WORK INSTRUCTION A » In the Kate Dawson interview, how many days was polluted air trapped over London?
WORK INSTRUCTION B » Carry on the Kate Dawson interview from its last sentence.

SOURCE DOCUMENT »
Author Kate Dawson on Her Debut Book ‘Death in the Air’

Journalism professor Kate Dawson’s debut book tells the true story of how 12,000 people in post-World War II London died one winter.

In 1952 London, two killers roamed the city’s streets. One was an odd but well-respected man,  named John Reginald Christie who lived in a small, run-down apartment with his wife. But the unsuspecting Christie had a secret: He was strangling women and hiding their bodies in his backyard. And as he prepared to take his next victim, London was overcome with something even more disastrous—a smog, created by an anticyclone and air pollutants like coal, that would take the lives of 12,000 people.

In Death in the Air, author Kate Dawson, a UT journalism professor and former news producer, combines her interest in true crime, years of research, and interviews with Londoners who lived through that fateful  winter to tell two stories that left London changed forever. The Alcalde spoke with Dawson about her debut book.

What is it about true crime that fascinates you?

I see true crime as an escape the way a sci-fi fan might see a Star Trek movie. To me, it’s hard to believe people behave the way they do but I’m interested in that. And I agree with my mother that true crime helps you prepare as a citizen—it really shows what people are capable of.

Why did you tell these stories together?

I read constantly on the internet and I happened to run across the London smog. As soon as I saw the pictures I realized this could be a powerful story. I wanted to know how many people died so I started looking at The New York Times online archives. I started seeing headlines with “murder house; body found; skeleton in the garden,” and stopped reading about the smog and started reading about John Christie. Here was this  juxtaposition between two killers: one who killed eight victims and one who killed 12,000. The stories benefited from being told next to the other as they strangle the city—the air choking people to death and Christie literally strangling the victims.

How do you intertwine Christie and the Great Smog in the book?

Polluted air was trapped over London for five days, creating these fumes. Within the book, I have these characters who were real people—some are still alive, some of them have died. I document a doctor who was in the hospital as smog victims were coming in. There’s a police officer who’s trying to protect the city from criminals who, because of the smog, weren’t able to see him and he couldn’t see them. There’s a 13-year-old girl who’s now a 70-year-old grandma who goes out in the smog to get her father medication. Then I have this serial killer who’s also in the fog. He’s stuck with his wife for several days and then a few days after the fog, he kills her and puts her body under the floorboards. This is a braided narrative. You have these two stories that run parallel to each other and collide in Parliament the next summer.

[Region pointing data]
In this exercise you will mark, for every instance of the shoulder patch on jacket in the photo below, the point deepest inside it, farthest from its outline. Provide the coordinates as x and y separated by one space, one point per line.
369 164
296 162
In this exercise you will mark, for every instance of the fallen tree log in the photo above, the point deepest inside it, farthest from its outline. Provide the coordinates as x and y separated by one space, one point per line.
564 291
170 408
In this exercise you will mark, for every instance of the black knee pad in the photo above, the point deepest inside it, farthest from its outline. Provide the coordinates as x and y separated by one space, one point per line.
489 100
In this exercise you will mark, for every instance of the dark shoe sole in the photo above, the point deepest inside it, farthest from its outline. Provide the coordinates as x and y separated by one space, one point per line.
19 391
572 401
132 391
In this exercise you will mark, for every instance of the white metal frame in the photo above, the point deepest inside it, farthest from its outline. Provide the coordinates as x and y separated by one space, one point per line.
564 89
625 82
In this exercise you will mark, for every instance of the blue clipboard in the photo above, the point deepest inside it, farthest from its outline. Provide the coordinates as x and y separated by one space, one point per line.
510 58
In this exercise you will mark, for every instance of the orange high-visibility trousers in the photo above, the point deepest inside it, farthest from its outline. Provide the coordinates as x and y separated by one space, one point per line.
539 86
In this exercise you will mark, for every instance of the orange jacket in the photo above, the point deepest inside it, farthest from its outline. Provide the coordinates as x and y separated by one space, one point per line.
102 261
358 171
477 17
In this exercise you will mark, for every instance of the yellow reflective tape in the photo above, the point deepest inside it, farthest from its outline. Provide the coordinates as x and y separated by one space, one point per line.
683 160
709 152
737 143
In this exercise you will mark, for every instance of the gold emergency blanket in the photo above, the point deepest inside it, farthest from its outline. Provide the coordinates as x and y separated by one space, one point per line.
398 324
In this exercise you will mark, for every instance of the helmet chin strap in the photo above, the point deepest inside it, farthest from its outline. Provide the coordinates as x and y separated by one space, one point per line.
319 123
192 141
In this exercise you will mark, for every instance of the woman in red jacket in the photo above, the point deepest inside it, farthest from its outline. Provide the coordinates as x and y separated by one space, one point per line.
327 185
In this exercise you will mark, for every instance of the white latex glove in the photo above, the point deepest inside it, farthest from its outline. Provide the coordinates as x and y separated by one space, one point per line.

TASK ANSWER A » Five days.

TASK ANSWER B »
What changes were made in Parliament in the aftermath of the smog and Christie’s execution?

A couple had moved into Christie’s complex with their little girl, this was the Evans family. One day, the wife and the little girl go missing—Christie had killed them. The husband, Timothy Evans, was accused and executed for killing the wife and daughter because no one believes John Christie, an “upstanding” citizen, had done it. This becomes the hallmark for wrongful conviction and execution. It’s why the death penalty was abolished in Great Britain. The bigger impact is that Parliament really puts up that first legislation to clean up air, even before the U.S. The 1956 Clean Air Act put together a blueprint for other countries to follow.

In your research, what did you uncover that’s never really been known before?

Pretty much most of it. I worked on this for several years. I’d spend 10 to 13 hours a day frantically taking pictures of declassified files that had notes and memos from government departments. I discovered that, although 12,000 people died from the smog, the government claimed only 4,000 did. They blamed the other 8,000 deaths on a fabricated flu. I’ve proven here that it was fake.

In what ways does the book connect with today?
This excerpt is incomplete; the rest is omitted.